▸ **OBIETTIVO DEL COMPITO**: Porta avanti l'articolo sul capitolo 14 di Romani, riprendendo subito dopo l'ultima frase riportata.

▸ **ESTRATTO DELLA FONTE**:

+===+

Il quattordicesimo capitolo del libro di Romani è un intrigante pezzo di letteratura. Spesso frainteso, frequentemente abusato, offre molte istruzioni per lo studente dalla mente spirituale. Affronta una varietà di questioni.

Il testo nasce da un’epoca di transizione nella storia religiosa, quando molti convertiti a Cristo stavano passando da un grande sistema divino (il regime mosaico) ad un altro (l’era cristiana).

A causa dei diversi background, religiosi e culturali, sia da parte degli ebrei che dei gentili, sorsero molti problemi che minacciavano l’unità del corpo di Cristo. Pertanto, in questo capitolo vengono esposti alcuni principi che, se perseguiti coscienziosamente, aiuterebbero a migliorare questa situazione potenzialmente esplosiva.

Considerate alcune delle circostanze esaminate in questo capitolo e notate le applicazioni che sono rilevanti per ogni epoca. Sarebbe utile leggere il capitolo prima di procedere con questo articolo.

Feak vs. Strong

Nel contesto più ampio di questo discorso, l’apostolo contrappone coloro che sono “deboli” (14:1), con coloro che sono “forti” (15:1). Un’attenta considerazione dei dati rilevanti porta alla conclusione che i più forti sono quelli che hanno un maggior grado di “fede” cristiana (14:1-2, 22-23). La fede più forte era quella caratterizzata da una comprensione più precisa della dottrina cristiana (cfr. 10:17).

La fede più forte (più consapevole), per esempio, percepisce che certe carni, formalmente “impure” sotto l’economia mosaica (Levitico 11), non sono più proibite a quelli in Cristo. Questi santi hanno capito che certi “giorni”, prima considerati “santi”, d’ora in poi non devono più essere considerati tali sotto la legge di Cristo.

Compassione per i deboli

Il cristiano forte deve esercitare la pazienza per capire che i deboli non hanno raggiunto il livello di conoscenza posseduto dai più maturi (vv. 2-3). Perciò il forte deve estendere la compassione e la pazienza, lasciando al debole il tempo di crescere, raggiungendo così un livello di comprensione in cui può andare avanti in Cristo senza violare la sua coscienza (vv. 5-6, 13, 15-16).

Unità tra cristiani

Paolo ammonisce fortemente i fratelli ad essere uniti in questioni che non riguardano l’integrità della fede cristiana, ad es, il mangiare certi cibi o l’onorare giorni particolari.

Chi si astiene coscienziosamente dal mangiare carni “impure” non deve essere condannato. Anche se la loro conoscenza era incompleta, avevano buone intenzioni; e i loro sforzi, anche se sbagliati, erano volti a portare gloria a Dio. Allo stesso modo, l’uomo che rifiutava di lavorare di sabato, anche se quella restrizione era stata abolita in Cristo (Efesini 2:13 e seguenti; Colossesi 2:14-17), lo faceva con il più puro dei motivi: onorare il suo Creatore (v. 6).

Questi cristiani con differenze sinceramente sostenute, con vari livelli di conoscenza e con diversi gradi di sensibilità di coscienza erano ammoniti a sforzarsi di essere uniti in Cristo. La causa di Gesù e il valore di un’anima devono essere prioritari, e in molti casi i fratelli in Cristo devono essere disposti a cedere l’uno all’altro piuttosto che causare sofferenza e divisione.

+===+

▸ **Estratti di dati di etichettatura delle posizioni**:
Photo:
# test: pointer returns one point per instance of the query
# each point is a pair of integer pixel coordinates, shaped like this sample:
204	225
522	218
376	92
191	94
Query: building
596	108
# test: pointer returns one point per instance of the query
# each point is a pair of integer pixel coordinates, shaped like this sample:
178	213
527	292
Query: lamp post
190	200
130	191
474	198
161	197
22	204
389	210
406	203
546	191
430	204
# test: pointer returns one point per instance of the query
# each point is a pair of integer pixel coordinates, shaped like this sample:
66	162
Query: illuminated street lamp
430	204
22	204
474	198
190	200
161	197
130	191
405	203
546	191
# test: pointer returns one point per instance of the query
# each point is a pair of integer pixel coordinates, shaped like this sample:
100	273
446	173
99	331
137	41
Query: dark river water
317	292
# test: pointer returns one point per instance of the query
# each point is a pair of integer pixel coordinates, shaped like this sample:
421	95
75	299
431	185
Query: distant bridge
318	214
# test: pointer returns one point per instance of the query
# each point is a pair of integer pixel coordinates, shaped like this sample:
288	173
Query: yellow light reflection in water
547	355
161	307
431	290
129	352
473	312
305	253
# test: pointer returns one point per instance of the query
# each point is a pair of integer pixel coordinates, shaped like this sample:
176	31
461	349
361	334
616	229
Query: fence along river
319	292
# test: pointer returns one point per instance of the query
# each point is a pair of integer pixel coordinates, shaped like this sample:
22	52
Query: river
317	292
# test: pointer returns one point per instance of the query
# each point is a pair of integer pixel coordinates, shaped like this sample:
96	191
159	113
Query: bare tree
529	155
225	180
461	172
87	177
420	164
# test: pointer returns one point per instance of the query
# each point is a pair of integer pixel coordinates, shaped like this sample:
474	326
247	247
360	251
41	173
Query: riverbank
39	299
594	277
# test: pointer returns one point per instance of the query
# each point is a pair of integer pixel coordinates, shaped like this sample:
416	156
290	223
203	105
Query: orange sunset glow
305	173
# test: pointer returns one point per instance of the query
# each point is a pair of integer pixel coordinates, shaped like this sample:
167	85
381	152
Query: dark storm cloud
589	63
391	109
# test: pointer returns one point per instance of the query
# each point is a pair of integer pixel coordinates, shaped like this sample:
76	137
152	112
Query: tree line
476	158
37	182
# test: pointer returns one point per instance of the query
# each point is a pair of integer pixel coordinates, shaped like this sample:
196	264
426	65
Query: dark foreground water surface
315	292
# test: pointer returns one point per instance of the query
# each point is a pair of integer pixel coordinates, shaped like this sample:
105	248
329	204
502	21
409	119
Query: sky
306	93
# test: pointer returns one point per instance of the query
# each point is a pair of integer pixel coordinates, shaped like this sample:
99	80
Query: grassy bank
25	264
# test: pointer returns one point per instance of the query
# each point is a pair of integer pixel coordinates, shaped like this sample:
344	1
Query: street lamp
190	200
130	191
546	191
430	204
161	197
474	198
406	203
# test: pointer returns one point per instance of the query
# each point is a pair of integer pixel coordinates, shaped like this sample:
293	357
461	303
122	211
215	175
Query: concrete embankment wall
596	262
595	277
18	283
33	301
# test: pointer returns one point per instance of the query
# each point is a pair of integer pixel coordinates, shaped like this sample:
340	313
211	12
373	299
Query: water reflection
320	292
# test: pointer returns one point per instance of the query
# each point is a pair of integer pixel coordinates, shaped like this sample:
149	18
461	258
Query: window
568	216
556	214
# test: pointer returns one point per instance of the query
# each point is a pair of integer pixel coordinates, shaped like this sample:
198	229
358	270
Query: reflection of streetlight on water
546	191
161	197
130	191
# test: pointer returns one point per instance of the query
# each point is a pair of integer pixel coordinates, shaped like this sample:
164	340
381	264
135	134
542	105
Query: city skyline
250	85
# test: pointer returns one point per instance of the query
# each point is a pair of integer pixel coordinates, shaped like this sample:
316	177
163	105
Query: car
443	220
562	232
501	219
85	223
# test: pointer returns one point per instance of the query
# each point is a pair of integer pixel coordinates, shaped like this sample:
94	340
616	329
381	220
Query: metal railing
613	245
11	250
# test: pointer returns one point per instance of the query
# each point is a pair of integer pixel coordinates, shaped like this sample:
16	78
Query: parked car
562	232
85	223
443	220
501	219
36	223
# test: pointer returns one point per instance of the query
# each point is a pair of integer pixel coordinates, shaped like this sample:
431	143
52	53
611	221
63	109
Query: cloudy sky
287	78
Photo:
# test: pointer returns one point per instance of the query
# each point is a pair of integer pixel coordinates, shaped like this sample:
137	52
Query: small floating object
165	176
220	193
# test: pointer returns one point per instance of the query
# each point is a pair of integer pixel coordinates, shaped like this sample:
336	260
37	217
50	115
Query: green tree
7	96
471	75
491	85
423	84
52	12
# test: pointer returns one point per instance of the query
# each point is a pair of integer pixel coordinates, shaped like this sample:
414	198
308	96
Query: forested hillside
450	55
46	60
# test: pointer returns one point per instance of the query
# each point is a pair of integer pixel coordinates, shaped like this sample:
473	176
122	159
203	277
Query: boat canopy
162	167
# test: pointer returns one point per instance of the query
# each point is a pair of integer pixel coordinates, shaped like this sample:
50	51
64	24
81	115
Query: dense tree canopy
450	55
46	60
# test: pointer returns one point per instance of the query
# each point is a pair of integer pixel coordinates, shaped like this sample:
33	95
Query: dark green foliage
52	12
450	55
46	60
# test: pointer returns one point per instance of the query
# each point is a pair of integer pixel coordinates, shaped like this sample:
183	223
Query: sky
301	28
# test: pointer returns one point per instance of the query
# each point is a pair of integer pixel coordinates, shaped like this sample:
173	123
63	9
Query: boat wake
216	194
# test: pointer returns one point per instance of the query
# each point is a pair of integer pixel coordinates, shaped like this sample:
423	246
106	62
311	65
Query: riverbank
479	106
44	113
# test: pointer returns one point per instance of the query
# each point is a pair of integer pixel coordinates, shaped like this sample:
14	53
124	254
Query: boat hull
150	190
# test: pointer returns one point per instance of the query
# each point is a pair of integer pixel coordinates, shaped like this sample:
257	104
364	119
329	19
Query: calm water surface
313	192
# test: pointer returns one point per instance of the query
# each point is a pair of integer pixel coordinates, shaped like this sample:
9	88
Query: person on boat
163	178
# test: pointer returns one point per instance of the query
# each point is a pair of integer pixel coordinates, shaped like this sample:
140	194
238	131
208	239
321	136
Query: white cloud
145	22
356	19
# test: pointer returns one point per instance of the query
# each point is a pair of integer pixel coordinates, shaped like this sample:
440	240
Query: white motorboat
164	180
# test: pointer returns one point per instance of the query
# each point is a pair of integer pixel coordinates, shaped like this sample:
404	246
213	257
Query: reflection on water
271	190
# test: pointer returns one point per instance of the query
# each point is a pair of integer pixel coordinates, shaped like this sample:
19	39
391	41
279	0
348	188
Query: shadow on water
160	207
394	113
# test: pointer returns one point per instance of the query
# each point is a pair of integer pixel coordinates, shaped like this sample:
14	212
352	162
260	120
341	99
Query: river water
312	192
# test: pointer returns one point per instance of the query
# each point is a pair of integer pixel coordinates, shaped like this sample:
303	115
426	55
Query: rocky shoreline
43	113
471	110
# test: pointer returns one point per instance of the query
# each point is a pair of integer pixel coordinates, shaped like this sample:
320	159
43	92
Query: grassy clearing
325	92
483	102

+===+

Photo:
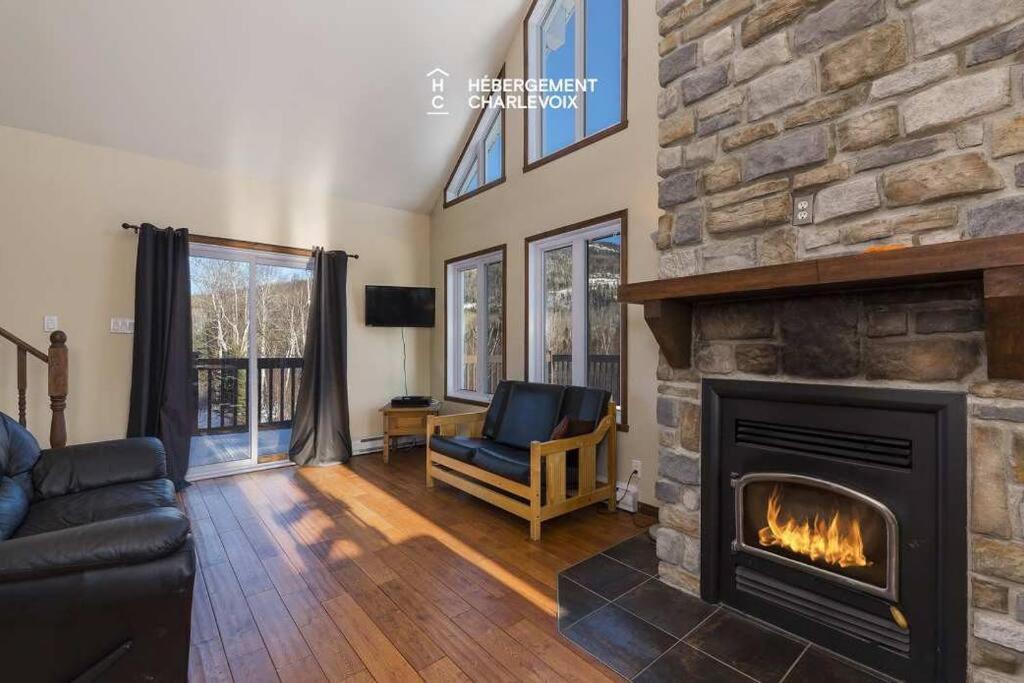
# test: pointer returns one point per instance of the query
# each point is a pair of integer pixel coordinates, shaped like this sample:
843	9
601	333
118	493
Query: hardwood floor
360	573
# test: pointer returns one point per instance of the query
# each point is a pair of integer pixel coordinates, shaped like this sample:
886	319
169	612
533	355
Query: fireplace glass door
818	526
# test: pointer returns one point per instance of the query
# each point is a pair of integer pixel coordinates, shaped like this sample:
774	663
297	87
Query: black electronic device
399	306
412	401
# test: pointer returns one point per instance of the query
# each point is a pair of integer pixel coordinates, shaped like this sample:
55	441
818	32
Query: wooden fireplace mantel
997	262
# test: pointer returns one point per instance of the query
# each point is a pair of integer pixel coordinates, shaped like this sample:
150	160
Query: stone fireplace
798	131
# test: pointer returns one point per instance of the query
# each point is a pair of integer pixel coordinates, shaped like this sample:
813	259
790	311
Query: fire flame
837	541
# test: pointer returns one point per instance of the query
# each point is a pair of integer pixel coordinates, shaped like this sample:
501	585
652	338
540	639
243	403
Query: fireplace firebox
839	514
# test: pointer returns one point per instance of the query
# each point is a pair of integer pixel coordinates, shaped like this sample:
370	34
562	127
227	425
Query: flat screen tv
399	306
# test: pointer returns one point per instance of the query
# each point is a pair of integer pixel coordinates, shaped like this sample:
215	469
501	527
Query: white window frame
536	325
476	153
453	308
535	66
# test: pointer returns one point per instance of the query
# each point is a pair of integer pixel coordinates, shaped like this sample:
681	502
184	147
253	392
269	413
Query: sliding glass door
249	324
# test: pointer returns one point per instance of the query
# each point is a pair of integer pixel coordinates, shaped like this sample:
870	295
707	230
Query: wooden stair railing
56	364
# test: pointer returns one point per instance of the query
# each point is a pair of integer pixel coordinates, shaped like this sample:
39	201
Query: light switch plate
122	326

+===+

▸ **PROBLEMA RISOLTO**:
Questo significa che le verità dottrinali fondamentali possono essere messe da parte per accomodare gli eretici o placare ogni “eccentrico” nella chiesa? Non è così. Una tale visione di base di questo testo esaltato costringerebbe le Scritture all’autocontraddizione in molti particolari. Annullerebbe tutti i passaggi che richiedono la disciplina e, quando necessario, la rottura della comunione con coloro che perseguono vite dissolute e/o che sostengono insegnamenti distruttivi e anticristiani.

I cristiani devono seguire le cose che portano alla pace; dobbiamo sforzarci di edificarci a vicenda, non il contrario (v. 19). Tutto questo, naturalmente, deve essere realizzato in un’atmosfera di lealtà alla verità.

Il valore di un’anima

L’apostolo ispirato ammonisce ogni figlio di Dio a non essere una pietra d’inciampo e a non mettere il fratello sulla sua strada (v. 13). Noi non viviamo la vita isolata (v. 7). Ciò che uno fa si ripercuote sugli altri.

Se il cristiano ha un disprezzo insensibile per la debolezza del suo fratello, ferendo consapevolmente la sua coscienza, non curandosi dell’anima della persona, e ciò ha come risultato la “distruzione” del fratello più debole (v. 15), non è stata forse vana l’opera stessa di Cristo a favore di quell’anima preziosa? E chi condividerà la colpa di questa apostasia?

Mantenere la coscienza sensibile

Paolo ammonisce che quando un cristiano procede con una certa azione, deve “essere pienamente sicuro nella sua mente” (v. 5) che ciò che sta facendo non viola la sua coscienza. La coscienza è uno strumento sensibile ed è la dotazione più preziosa di una persona che la “spinge” nella giusta direzione man mano che cresce nella conoscenza.

La coscienza non è l’arbitro finale del bene e del male (Proverbi 14:12); deve essere educata. Tuttavia, al suo posto, è un dono prezioso di Dio, e il cristiano deve guardarsi dall’indurirsi (cfr. Efesini 4:19; 1 Timoteo 4:2).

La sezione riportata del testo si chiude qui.